[Pointing entries for labeled objects]
________________
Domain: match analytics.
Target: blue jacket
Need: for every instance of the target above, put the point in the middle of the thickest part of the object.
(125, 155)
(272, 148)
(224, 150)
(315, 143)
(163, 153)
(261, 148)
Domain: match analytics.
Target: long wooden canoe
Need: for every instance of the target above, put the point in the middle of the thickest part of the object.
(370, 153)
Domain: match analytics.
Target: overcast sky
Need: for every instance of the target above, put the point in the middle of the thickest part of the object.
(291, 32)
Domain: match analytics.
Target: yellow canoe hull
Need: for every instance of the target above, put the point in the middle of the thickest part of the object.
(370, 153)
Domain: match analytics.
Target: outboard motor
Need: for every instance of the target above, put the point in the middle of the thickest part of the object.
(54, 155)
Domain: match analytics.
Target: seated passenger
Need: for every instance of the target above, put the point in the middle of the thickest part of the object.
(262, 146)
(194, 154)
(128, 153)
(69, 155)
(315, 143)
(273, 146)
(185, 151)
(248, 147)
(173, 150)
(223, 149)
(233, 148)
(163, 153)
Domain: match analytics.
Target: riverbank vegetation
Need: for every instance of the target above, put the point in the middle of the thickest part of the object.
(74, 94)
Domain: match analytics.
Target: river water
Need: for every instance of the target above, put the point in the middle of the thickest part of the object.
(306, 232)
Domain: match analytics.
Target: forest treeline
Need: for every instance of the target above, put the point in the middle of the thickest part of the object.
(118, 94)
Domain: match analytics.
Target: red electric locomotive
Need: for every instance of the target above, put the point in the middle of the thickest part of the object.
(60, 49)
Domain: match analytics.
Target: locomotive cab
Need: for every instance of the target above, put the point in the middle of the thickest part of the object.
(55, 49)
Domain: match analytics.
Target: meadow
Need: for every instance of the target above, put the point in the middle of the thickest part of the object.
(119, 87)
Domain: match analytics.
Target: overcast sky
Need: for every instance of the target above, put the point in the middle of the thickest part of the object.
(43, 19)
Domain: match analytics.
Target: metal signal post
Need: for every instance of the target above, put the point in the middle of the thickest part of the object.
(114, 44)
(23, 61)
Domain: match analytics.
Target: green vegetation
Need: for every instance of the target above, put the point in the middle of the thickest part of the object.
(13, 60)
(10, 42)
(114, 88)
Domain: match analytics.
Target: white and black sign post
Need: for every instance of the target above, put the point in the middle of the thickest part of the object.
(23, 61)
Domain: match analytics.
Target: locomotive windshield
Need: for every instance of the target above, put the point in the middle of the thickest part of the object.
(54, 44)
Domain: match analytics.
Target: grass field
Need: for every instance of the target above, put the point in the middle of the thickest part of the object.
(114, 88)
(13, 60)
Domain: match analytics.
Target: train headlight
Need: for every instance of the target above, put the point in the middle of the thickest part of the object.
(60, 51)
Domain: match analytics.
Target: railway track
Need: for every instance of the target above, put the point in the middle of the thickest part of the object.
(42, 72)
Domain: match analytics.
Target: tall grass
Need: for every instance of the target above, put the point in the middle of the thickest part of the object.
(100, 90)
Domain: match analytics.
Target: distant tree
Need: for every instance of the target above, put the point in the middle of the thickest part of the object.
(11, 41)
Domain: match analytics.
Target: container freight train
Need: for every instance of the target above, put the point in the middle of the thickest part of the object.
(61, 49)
________________
→ **REQUIREMENTS**
Show each line in the data above that contains the word "train".

→ **THE ANSWER**
Target: train headlight
Target: container freight train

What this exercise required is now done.